▶ **Study questions**
**1.** In the forum post on language and thought, why can't the writer give a link to the journal articles?
**2.** Quote each short line in the forum post on language and thought that opens a block of text and is followed by a longer explanation.

--- Document passage Enclosed Below ---

"Hitler was half Jewish and half German"

Ah well, you’re wrong.
Strong S/W/K states that language, and only languge informs thought.
Weak S/W/K states that language can in some circumstances inform thought, and that thought in turn can inform language. So even under weak S/W/K, you can still have the construction of reality via language.

Bullshit.
Academia simply is an organized and systemic attempt at gaining knowledge. Why on earth should we not integrate this into ‘real life’?

In any case where you are not attempting to be deceptive, yes, the purpose is to be as accurate as possible because the purpose is to convey information.

Capitulate, necessarily? No.
But if someone had training in cog sci they could at least discuss the issues I raise rather than attempting to say they don’t exist. Someone with similar or greater training in the field would quite possibly have a greater understanding of the data and research. My point is not that I am an authority, but that I have knowledge of the subject matter. It isn’t an ‘appeal to authority’, it’s an appeal to facts.

No, I can not!
If I was to give you a link, it would require that you be logged into the University of Texas server as a student. Unless you are, you can’t open the link. That’s because UT pays a fee in order to offer its students access to all the peer reviewed journals out there, so every time I log on through my student account I am utilizing the service that UT has paid for. You, not being a student, do not get this service. So, no, I can’t link you to it. And emailing it, as I’ve already stated, is against copywrite law, so I’m not about to do that either.

And, yes, as I’ve said several times, I’m looking for more cites on the 'net. It should be rather unsurprising that journals which require you to pay to subscribe/read them would not make their material available on the web for free.

Um… no.
I’m saying that’s the paradigm the statement supports, even if you are using it to mean something else. If you mean you find some-but-not-all Chinese girls hot, you should say so. Saying ‘Chinese girls are hot’ includes the tacit word ‘all’. Otherwise, speaking of "chinese girls’ as an entity is fallacious.

~sigh~
First, that’s a strawman. Fucking cut it out!
Of course someone could indeed mean that they liked all Chinese girls, and I’ve never said otherwise.
Nor have I said these ambiguities wouldn’t exist, simply that our language should code reality in such a way that these ambiguities are made clear in individual instances.

If you can’t debate against my actual argument please drop out of the thread, I’m sick to death of people ascribing strawmen to me because the strawmen are easier to argue against.

--- End of Enclosed Document passage ---
--- Data supplied Enclosed Below ---

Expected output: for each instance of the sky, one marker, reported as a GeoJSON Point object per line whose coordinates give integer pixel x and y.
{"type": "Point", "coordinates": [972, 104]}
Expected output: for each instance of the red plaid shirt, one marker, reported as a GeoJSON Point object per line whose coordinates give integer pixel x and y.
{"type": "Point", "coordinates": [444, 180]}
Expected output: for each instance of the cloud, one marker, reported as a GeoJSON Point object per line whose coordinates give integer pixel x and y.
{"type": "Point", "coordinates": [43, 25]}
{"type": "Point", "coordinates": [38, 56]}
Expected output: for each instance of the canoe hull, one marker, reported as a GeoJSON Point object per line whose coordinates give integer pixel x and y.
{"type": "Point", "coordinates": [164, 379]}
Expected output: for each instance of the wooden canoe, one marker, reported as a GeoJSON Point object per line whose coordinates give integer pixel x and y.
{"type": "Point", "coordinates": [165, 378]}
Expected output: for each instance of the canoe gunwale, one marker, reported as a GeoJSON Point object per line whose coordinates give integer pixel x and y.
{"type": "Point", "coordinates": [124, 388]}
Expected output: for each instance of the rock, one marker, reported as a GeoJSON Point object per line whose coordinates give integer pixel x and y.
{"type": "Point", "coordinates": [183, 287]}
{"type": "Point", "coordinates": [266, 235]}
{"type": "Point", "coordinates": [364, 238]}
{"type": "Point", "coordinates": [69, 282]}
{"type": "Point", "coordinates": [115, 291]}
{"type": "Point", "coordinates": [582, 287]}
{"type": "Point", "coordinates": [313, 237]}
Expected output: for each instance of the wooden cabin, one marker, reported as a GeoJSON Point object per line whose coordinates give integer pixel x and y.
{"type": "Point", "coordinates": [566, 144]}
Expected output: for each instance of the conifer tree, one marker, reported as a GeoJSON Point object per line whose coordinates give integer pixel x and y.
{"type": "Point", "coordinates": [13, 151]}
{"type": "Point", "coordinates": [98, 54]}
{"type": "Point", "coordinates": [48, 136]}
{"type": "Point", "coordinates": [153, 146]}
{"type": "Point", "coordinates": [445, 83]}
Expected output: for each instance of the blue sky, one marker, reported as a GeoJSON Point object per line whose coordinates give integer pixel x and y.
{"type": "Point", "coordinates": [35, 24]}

--- End of Enclosed Data supplied ---

▶ **Written answers**
**1.** A link would only open for someone logged into the University of Texas server as a student.

**2.**
- "Ah well, you're wrong."
- "Bullshit."
- "Capitulate, necessarily? No."
- "No, I can not!"
- "Um… no."
- "~sigh~"